▶ **REQUIRED TASKS**
**1.** In the thread on polyester jerseys, to what height did Outlaws#11 raise the flash dryer, and from what height?
**2.** Reproduce everything in the thread on polyester jerseys from "## Outlaws#11 (Sep" down to "out the hardway.", swapping "nightmare" for "challenge".

▶ **PAGE**
** begin **

# 100% Polyester Jersey & flash/conveyor heat?



## spx (Oct 1, 2008)

Any issues with standard 325 degree heat from a flash dryer or conveyor dryer on bright colored soccer jerseys that are 100% polyester?

I have to add a screen printed logo to jersey material and not sure how it holds up under a flash and / or the longer duration of a conveyor dryer. Don't want to "toast" (figuratively & literally) the jerseys that I can't replace (out of stock).


----------



## splathead (Dec 4, 2005)

You may have issues with dye migration. Use a low bleed poly ink, the lower the cure temp the better. Try to find one with a cure temp no higher than 300 degrees.


----------



## Outlaws#11 (Sep 19, 2008)

splathead said:


> You may have issues with dye migration. Use a low bleed poly ink, the lower the cure temp the better. Try to find one with a cure temp no higher than 300 degrees.


X2

I've done several over the last few months, blue and red are a nightmare. I'm fairly new to screen printing so I had to find out the hardway.

I only have the flash dryer, but I have played around with it and here's some things that have helped me.
1) Raised the flash dryer from 3" to 5". It takes longer to get to the cure temp. But seems to reduce the die migration.

2) Double coat the light colored inks. Using a flash in between the coats.

Hope this helps


----------



## nikki g (Sep 15, 2009)

So, with the temp @ 300 would you still use a 45sec. cure time? I have a order of jerseys made of 100% poly.....just don't want to mess up. I just got started screen printing and this is my first jersey order.


----------



## splathead (Dec 4, 2005)

nikki g said:


> So, with the temp @ 300 would you still use a 45sec. cure time? I have a order of jerseys made of 100% poly.....just don't want to mess up. I just got started screen printing and this is my first jersey order.


Your flash has a temperature guage? Most don't. 

Have you found an ink yet? Does it cure at 300 degrees?

Time will really depend on your unit and the distance from the shirt.

For something this critical, I would buy a temperature gun. Then you can be certain when you have reached the cure point.


----------



## nikki g (Sep 15, 2009)

splathead said:


> Your flash has a temperature guage? Most don't.
> 
> Have you found an ink yet? Does it cure at 300 degrees?
> 
> ...


No the flash doesn't have a temp setting...I do have a heat gun...I am using "Union Ink Co" Poly low bleede ...it doesn't have a cure temp or time suggestion on it


----------



## splathead (Dec 4, 2005)

nikki g said:


> No the flash doesn't have a temp setting...I do have a heat gun...I am using "Union Ink Co" Poly low bleede ...it doesn't have a cure temp or time suggestion on it


Here are the specs on that ink Lightning Low-Bleed White

Cure is at 300. Use your temp gun on the first few garments to determine the amount of time garment should sit under flash.


----------

** end **

▶ **INFORMATION SUPPLIED**
** begin **

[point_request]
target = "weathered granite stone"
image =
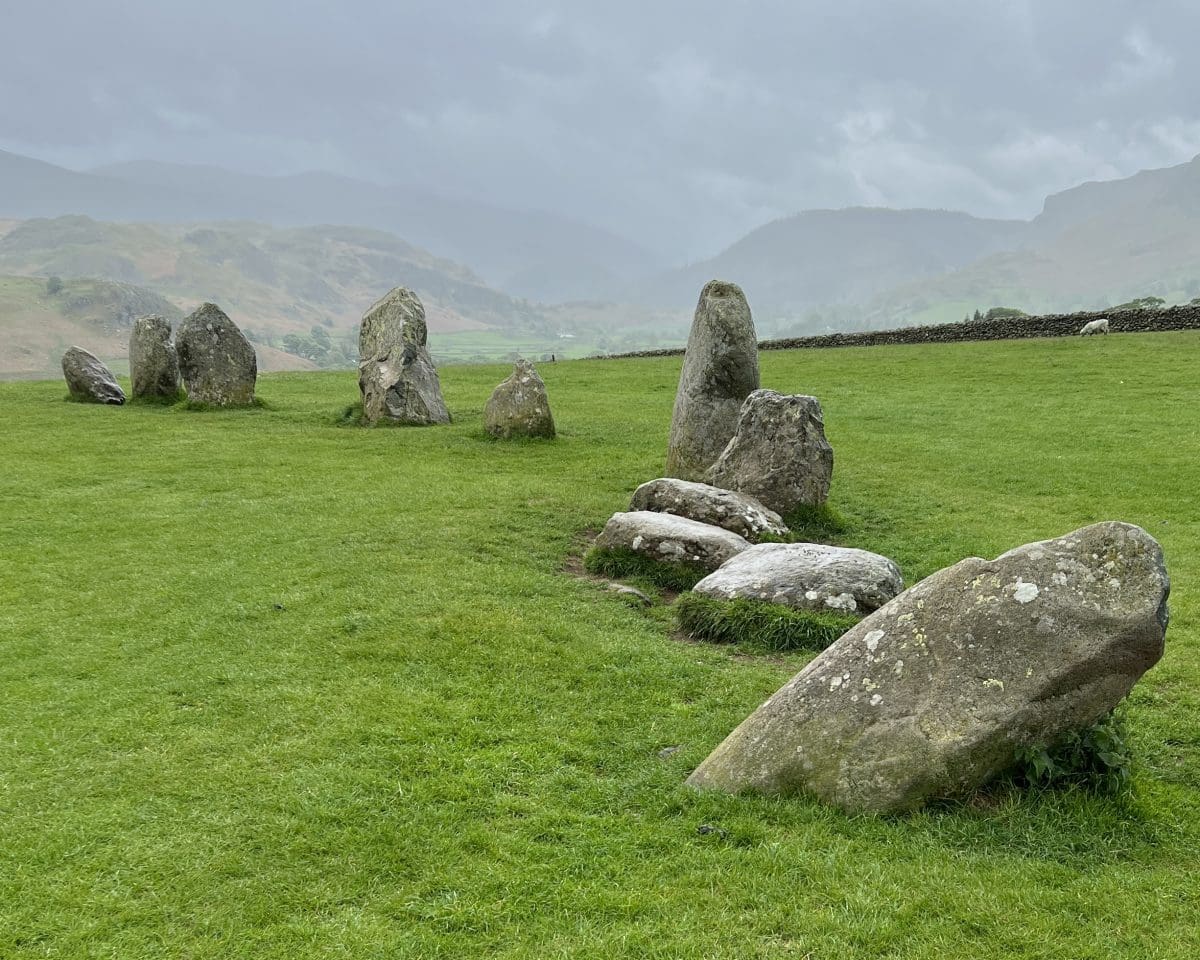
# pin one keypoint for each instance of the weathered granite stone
(738, 513)
(933, 694)
(664, 537)
(88, 379)
(396, 373)
(779, 453)
(720, 369)
(519, 407)
(807, 576)
(215, 359)
(154, 367)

** end **

▶ **RESPONSES IN ORDER**
**1.** From 3" to 5".

**2.**
## Outlaws#11 (Sep 19, 2008)

splathead said:


> You may have issues with dye migration. Use a low bleed poly ink, the lower the cure temp the better. Try to find one with a cure temp no higher than 300 degrees.


X2

I've done several over the last few months, blue and red are a challenge. I'm fairly new to screen printing so I had to find out the hardway.